▶ [Problems and tasks]:
**1)** Using the news report on Obama's speech, explain in one to three sentences why Obama criticized the Republican presidential candidates.
**2)** Translate this sentence from the news report on Obama's speech into Spanish: "Obama made the remarks during his keynote address at the Human Rights Campaign’s 15th annual dinner at the Washington Convention Center in D.C. before an estimated audience of 3,000 people."

▶ [Passage shown]:
+ + + +

President Obama denounced GOP presidential candidates on Saturday for not speaking out against the booing of a gay soldier who asked a question on “Don’t Ask, Don’t Tell” during a recent debate.
Obama made the remarks during his keynote address at the Human Rights Campaign’s 15th annual dinner at the Washington Convention Center in D.C. before an estimated audience of 3,000 people.
In one notable portion of the speech, Obama took aim at Republican presidential hopefuls for not speaking out during a Sept. 22 debate against the booing of a gay soldier who asked a question about “Don’t Ask, Don’t Tell” via video from Iraq.
“We don’t believe in the kind of smallness that says it’s OK for a stage full of political leaders — one of whom could end up being the President of the United States — being silent when an American soldier is booed,” Obama said. “You want to be commander-in-chief? You can start by standing up for the men and women who wear the uniform of the United States — even when it’s not politically convenient.”
Christian Berle, deputy executive director of the National Log Cabin Republicans, took exception after the speech to Obama’s criticism of Republican presidential candidates.

+ + + +

▶ [Extracted records]:
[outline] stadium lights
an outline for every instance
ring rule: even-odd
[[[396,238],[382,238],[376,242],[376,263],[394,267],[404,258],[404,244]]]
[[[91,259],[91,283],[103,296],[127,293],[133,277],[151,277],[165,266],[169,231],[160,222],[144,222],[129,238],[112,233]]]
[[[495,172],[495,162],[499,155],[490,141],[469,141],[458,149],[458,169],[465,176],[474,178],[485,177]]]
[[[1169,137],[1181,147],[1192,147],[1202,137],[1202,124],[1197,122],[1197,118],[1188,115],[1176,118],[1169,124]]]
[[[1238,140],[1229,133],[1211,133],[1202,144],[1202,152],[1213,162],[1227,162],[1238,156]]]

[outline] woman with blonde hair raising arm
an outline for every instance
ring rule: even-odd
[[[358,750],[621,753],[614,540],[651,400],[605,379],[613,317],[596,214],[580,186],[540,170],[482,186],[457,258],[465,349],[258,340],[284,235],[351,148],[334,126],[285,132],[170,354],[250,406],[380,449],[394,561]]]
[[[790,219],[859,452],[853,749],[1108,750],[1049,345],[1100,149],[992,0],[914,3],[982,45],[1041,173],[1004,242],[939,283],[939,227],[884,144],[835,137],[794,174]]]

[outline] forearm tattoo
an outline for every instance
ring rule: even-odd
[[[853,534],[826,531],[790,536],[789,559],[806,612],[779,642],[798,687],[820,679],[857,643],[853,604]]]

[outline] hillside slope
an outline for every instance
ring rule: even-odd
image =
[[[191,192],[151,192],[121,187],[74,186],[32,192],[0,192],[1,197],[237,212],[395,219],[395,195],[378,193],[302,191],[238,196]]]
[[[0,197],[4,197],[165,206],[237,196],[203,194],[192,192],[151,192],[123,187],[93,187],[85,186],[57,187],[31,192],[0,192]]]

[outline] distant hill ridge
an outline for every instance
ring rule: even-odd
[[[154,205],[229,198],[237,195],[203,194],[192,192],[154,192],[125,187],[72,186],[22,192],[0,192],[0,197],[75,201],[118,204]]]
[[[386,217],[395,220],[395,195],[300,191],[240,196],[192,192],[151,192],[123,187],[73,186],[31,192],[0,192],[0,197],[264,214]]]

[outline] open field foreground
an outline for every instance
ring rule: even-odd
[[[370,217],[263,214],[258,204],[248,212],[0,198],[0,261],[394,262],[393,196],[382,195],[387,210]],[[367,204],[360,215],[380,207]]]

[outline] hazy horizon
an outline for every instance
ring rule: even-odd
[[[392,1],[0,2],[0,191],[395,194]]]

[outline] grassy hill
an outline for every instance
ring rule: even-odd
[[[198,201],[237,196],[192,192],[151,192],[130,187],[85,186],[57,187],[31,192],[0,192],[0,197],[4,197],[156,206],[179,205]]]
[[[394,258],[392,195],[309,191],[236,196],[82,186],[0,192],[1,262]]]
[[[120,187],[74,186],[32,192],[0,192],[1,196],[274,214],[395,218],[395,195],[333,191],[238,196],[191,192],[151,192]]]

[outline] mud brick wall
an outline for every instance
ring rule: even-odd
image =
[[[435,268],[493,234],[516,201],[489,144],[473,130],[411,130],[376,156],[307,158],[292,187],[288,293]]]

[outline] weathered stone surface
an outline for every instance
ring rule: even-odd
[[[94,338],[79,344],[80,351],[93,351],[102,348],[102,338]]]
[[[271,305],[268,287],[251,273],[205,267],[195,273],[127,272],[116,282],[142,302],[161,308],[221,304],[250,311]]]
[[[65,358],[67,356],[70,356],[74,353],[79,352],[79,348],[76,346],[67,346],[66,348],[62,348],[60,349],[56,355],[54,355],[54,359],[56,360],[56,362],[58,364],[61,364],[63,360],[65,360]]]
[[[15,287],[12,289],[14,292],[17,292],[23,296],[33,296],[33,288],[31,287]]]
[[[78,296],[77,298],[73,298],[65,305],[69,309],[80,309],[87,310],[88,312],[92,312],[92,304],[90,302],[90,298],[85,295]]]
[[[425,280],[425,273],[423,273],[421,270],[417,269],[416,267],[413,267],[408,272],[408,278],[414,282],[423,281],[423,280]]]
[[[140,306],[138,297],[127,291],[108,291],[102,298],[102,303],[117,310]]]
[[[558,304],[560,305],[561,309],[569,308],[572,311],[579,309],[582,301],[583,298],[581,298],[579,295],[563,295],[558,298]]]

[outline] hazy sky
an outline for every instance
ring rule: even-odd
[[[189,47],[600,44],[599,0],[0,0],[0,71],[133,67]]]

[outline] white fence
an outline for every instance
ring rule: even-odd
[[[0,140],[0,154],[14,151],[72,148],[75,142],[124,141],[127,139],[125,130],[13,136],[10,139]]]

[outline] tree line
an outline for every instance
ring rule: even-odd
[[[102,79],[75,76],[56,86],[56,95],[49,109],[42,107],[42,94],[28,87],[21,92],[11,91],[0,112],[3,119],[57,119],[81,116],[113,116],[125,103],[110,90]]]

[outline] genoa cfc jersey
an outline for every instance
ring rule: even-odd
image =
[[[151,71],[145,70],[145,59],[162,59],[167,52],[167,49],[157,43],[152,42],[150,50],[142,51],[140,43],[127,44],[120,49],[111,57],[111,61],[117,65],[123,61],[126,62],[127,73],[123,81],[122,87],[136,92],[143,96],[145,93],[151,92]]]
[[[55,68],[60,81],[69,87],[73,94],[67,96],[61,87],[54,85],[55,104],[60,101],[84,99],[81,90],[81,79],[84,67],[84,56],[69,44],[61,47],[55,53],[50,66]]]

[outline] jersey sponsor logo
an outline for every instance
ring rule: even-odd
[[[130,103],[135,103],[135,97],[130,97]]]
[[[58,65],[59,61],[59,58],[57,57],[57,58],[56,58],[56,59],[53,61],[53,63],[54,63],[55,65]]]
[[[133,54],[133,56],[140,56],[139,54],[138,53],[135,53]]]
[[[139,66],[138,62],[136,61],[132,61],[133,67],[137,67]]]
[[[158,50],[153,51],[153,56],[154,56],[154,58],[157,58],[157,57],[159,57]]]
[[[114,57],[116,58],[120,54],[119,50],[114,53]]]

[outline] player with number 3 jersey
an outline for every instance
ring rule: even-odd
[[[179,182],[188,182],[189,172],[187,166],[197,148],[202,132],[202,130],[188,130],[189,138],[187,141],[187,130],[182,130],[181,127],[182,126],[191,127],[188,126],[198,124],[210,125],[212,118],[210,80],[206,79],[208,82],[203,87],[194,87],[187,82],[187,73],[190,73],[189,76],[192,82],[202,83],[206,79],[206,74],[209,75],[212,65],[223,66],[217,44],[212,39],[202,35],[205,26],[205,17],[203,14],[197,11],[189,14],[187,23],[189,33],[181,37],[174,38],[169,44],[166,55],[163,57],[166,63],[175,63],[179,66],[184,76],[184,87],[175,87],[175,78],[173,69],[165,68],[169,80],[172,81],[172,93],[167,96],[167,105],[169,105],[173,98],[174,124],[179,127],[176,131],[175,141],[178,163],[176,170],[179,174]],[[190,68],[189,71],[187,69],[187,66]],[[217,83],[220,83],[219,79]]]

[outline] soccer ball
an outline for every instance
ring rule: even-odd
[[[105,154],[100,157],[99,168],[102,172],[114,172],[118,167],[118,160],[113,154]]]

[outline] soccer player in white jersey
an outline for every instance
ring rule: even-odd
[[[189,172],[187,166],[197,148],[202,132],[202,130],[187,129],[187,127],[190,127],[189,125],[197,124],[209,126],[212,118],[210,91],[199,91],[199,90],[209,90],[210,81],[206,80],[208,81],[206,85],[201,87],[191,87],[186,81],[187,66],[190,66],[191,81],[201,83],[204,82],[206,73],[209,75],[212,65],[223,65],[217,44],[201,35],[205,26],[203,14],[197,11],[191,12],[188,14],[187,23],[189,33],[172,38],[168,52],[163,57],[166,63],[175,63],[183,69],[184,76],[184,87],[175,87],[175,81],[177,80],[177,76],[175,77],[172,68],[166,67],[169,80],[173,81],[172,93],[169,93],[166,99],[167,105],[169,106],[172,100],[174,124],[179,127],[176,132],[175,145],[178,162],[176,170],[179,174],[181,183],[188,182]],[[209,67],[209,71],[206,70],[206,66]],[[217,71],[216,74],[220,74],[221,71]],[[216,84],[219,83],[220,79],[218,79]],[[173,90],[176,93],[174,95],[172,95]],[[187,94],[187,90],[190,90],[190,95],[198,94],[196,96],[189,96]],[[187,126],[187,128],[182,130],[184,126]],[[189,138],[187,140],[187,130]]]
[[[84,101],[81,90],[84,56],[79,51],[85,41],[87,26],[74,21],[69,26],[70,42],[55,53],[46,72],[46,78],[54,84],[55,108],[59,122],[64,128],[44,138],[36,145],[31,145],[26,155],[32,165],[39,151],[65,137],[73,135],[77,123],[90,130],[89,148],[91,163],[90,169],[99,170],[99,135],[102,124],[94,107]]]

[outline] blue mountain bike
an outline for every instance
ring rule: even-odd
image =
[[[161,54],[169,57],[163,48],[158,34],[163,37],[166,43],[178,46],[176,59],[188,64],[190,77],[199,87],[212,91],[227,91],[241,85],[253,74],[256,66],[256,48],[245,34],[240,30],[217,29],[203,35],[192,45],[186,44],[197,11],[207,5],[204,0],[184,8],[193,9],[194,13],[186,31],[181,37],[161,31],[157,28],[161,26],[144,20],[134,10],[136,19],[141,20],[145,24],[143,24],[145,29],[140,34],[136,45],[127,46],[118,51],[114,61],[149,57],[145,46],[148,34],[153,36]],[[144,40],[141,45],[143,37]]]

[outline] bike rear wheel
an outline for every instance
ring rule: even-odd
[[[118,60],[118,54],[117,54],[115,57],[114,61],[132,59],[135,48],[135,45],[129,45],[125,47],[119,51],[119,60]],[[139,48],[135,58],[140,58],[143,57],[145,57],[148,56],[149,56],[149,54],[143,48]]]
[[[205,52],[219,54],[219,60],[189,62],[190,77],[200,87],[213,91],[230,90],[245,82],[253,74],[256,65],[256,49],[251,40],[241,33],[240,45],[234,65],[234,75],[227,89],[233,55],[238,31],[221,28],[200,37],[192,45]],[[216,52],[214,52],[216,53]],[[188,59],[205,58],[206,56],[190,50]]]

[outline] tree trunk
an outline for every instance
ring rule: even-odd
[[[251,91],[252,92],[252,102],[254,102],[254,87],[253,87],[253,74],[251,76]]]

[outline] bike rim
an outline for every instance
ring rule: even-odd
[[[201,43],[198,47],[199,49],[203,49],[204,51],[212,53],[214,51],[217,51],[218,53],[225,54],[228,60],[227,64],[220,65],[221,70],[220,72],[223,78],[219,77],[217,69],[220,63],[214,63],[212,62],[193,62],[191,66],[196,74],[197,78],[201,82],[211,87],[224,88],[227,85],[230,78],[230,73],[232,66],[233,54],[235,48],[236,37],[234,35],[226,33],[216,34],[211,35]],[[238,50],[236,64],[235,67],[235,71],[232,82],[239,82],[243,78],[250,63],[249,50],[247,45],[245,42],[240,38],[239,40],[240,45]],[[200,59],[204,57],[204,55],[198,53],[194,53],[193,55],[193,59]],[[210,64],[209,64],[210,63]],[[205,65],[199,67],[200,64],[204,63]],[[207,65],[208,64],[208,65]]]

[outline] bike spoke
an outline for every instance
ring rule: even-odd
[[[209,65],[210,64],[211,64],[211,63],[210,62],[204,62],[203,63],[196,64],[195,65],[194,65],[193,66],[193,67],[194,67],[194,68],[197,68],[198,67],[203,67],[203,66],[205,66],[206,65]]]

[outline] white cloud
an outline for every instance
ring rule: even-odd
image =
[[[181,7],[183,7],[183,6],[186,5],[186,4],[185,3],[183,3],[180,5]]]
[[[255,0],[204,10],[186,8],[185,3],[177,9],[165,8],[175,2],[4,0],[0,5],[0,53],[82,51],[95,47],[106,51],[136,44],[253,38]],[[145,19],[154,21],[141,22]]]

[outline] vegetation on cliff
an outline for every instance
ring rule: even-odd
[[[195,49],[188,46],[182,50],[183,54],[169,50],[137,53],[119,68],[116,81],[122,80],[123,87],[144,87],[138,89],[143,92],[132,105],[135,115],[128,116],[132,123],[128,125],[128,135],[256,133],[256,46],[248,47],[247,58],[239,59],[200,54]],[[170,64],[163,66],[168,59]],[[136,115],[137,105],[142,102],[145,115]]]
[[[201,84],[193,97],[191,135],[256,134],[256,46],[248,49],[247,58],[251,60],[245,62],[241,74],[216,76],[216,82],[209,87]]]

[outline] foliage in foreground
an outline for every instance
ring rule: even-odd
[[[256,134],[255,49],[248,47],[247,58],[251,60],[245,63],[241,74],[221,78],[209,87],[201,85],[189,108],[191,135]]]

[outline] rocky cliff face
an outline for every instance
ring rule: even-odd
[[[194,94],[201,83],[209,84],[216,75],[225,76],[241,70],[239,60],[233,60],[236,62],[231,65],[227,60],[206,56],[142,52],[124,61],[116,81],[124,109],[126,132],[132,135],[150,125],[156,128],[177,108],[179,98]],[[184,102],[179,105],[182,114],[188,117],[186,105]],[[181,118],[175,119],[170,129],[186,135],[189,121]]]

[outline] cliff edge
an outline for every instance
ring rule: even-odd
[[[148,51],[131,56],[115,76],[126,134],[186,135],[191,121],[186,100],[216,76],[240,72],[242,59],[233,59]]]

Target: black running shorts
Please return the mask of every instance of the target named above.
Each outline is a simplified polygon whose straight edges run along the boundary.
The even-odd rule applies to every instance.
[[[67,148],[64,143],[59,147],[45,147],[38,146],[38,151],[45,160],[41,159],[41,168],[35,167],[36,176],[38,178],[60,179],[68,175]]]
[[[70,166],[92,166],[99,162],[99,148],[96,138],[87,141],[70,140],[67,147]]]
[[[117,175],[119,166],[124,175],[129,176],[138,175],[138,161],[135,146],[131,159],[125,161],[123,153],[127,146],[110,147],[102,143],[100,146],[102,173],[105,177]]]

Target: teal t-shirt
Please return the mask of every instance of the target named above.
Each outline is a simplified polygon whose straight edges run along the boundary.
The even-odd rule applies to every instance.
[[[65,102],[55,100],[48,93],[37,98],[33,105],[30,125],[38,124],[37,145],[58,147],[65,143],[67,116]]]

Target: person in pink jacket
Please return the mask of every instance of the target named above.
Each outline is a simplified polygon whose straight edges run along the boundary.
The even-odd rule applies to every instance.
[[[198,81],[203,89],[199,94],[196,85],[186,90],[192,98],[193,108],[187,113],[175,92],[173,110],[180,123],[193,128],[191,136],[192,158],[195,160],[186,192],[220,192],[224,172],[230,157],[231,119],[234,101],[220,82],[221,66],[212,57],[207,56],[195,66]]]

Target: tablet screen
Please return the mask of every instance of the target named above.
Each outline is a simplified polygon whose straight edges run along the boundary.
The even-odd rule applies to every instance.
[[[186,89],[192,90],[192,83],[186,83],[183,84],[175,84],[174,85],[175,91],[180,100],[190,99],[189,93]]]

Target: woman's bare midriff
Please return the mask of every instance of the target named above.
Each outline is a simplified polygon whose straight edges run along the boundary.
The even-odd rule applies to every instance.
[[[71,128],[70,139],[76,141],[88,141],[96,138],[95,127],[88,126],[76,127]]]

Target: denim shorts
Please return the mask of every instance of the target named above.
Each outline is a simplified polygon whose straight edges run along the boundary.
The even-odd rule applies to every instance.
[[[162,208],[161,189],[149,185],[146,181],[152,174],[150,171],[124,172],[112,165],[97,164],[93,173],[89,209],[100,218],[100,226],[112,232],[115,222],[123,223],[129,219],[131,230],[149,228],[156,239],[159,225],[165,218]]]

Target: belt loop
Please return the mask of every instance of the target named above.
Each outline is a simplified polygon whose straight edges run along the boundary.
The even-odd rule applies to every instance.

+ + + +

▶ [Task-by-task outputs]:
**1)** Obama criticized them for staying silent at a Sept. 22 debate when the audience booed a gay soldier. The soldier had asked a question about "Don't Ask, Don't Tell" by video from Iraq. Obama said anyone who wants to be commander-in-chief should stand up for the men and women in uniform, even when it is not politically convenient.

**2)** Obama hizo estos comentarios durante su discurso principal en la 15.ª cena anual de la Human Rights Campaign, en el Centro de Convenciones de Washington, en D.C., ante un público estimado de 3.000 personas.